Apple’s plans for iOS 8 focus on redefining health tracking via mobile devices, according to a new report from 9to5Mac, which has a terrific track record when it comes to rumors it has sourced itself. The report details a new marquee application coming in iOS 8 called “Healthbook” that monitors all aspects of health, fitness and workout information, including vitals monitored via the new iWatch, which is said to pack a bevy of sensors and to be “well into development” according to 9to5Mac’s sources.
The health monitoring app called “Healthbook” will come pre-installed on iOS 8, which, if true, would be a huge blow to third-party apps including those made by Fitbit, Nike, Runkeeper and Withings just to name a few. It would track and report steps, calories burned, distance walked and more, including weight fluctuations, and blood pressure, hydration levels, heart rate and more.
Apple’s focus on health in iOS 8 is given credence by a number of new reports from this week, including the news from the New York Times earlier today that Apple execs met with the FDA late last year to discuss mobile medical applications. Apple also reportedly hired Michael O’Reilly, M.D. away from a position as Chief Medical Officer of Masimo Corporation in July 2013. O’Reilly is an expert in pulse oximetry among other things, which is used to non-invasively take key vitals from a user via optical sensors.
══════════
### THE TASK:
Continue the article about Apple's health-tracking plans for iOS 8, starting after its last sentence.
══════════
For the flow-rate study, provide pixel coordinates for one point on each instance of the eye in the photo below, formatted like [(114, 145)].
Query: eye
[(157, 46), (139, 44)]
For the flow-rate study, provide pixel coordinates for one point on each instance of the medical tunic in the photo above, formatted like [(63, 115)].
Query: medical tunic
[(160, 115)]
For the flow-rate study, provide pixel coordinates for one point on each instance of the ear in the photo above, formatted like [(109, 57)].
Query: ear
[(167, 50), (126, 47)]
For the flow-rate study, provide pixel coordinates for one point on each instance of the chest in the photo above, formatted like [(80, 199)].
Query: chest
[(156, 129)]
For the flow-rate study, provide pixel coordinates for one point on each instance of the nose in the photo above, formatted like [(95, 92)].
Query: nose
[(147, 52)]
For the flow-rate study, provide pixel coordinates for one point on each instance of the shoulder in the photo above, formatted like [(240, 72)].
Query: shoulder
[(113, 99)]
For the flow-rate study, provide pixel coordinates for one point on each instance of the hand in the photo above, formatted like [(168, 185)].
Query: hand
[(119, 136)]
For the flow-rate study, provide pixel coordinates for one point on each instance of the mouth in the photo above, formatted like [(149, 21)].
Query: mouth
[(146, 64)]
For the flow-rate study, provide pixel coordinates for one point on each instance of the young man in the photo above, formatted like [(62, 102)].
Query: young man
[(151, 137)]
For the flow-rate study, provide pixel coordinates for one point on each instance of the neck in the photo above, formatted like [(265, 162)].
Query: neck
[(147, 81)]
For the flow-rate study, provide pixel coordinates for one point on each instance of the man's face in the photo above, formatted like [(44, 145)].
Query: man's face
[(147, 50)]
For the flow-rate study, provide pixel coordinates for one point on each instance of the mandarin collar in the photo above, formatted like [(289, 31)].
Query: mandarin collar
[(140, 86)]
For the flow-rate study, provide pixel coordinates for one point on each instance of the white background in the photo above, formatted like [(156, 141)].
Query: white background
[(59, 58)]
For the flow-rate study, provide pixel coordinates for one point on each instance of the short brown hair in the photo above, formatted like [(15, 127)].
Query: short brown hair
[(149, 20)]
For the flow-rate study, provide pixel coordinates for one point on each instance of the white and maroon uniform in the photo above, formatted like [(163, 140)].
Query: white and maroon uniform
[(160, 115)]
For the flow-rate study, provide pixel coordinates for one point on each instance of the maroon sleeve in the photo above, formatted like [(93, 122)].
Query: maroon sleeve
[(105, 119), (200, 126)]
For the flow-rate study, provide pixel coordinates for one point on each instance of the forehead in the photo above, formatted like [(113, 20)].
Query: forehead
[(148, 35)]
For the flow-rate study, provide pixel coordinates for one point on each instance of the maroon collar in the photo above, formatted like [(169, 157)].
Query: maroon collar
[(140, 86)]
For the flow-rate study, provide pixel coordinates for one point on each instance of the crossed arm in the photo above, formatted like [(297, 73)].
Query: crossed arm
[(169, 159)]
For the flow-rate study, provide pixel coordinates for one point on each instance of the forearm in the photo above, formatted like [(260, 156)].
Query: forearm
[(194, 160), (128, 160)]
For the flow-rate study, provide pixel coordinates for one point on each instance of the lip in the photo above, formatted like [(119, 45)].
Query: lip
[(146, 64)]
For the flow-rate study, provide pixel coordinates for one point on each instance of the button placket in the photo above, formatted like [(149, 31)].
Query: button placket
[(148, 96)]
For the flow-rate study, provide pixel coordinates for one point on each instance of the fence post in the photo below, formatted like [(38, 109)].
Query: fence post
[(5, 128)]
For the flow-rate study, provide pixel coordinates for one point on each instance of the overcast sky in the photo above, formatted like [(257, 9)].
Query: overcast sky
══════════
### WRITTEN ANSWER:
9to5Mac’s report details functionality of the proposed “Healthbook” app, which, as its name suggests, takes a lot of cues from Passbook. It’ll offer swipeable cards for each vital stat it tracks, letting users page through their medical and health information. The report cautions that this functionality could be taken out prior to the final release of iOS 8: With the FDA’s involvement, one concern might be getting the necessary approvals to market the software as a potential medical aid.
As for the iWatch, the new report doesn’t add much in terms of firm details, but it does suggest we could see a release before year’s end, and offers that it could feature sensors that provide data to Healthbook. That app could also use existing third-party monitors and devices designed for iOS to source data, however. One more tidbit about the iWatch suggests that maps will be a central feature of the device, and navigation on the wrist is actually a prime potential advantage of smartwatch devices that has yet to be properly explored.
We’ve reached out to Apple for comment on these developments, and will update if we learn anything more.